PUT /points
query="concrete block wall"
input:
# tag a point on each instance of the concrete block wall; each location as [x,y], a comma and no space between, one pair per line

---

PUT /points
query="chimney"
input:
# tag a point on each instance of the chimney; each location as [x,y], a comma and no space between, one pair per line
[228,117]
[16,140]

--

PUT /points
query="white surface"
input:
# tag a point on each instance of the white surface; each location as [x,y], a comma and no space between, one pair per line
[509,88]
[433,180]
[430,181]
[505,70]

» **What the exercise asks**
Tally the lines in the records above that contain the word "space". Give only the number.

» **In response**
3